→ **Requirement**: From the records below, extract only the lines running from the line with "Reviewer note: every instance of the smile" to the line with "Reviewer note: every instance of the eyebrow", both lines included, reproducing them exactly.

*** Input for this task ***

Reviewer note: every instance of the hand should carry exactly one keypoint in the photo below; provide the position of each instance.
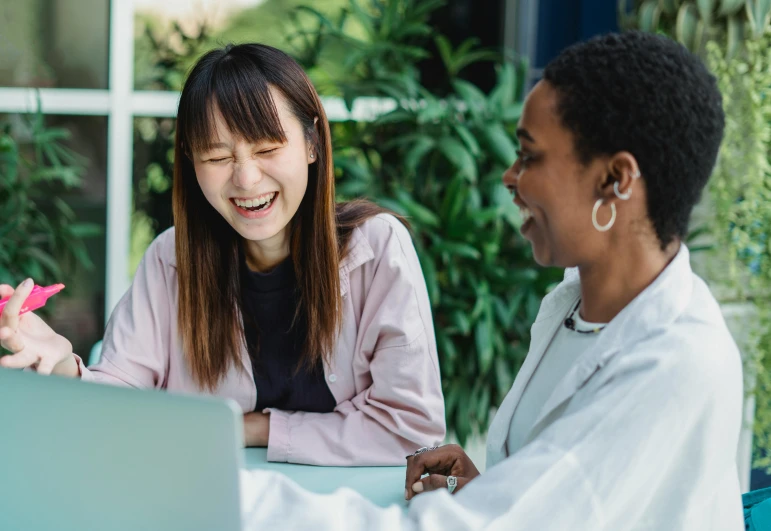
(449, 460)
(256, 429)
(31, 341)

*** End of Input for this task ***
*** Input for this task ***

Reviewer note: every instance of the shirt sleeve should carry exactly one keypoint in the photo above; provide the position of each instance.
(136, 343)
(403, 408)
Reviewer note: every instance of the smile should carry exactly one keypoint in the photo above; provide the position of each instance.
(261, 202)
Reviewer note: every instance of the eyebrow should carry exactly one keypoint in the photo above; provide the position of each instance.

*** End of Input for this task ***
*** Input for this task ***

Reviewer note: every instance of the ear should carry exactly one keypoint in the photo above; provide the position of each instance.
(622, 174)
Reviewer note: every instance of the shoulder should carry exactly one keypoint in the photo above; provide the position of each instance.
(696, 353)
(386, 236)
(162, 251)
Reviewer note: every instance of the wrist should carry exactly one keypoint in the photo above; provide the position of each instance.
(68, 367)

*** End of Input for this task ***

→ **Your solution**:
Reviewer note: every instance of the smile should carry exactly one keypoint in the photo above; provide the position of each instance.
(261, 202)
Reviewer note: every instance of the eyebrow should carry exactly one keypoint in the photo above; provide the position of each instance.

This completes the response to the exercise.